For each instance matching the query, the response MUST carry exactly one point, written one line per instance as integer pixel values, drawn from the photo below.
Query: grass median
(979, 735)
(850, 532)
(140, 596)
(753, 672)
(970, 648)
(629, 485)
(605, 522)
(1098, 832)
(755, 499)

PROMPT:
Switch "instance" to "object" everywhere in the records and write the lines out again, leaving everything else unchanged.

COMPLETED TASK:
For each object matching the query, the response MUST carry exactly one point, written one line per object as integer pixel values, drawn from the photo below.
Query: grass median
(979, 735)
(850, 532)
(140, 596)
(753, 672)
(970, 648)
(629, 485)
(605, 522)
(1098, 832)
(755, 499)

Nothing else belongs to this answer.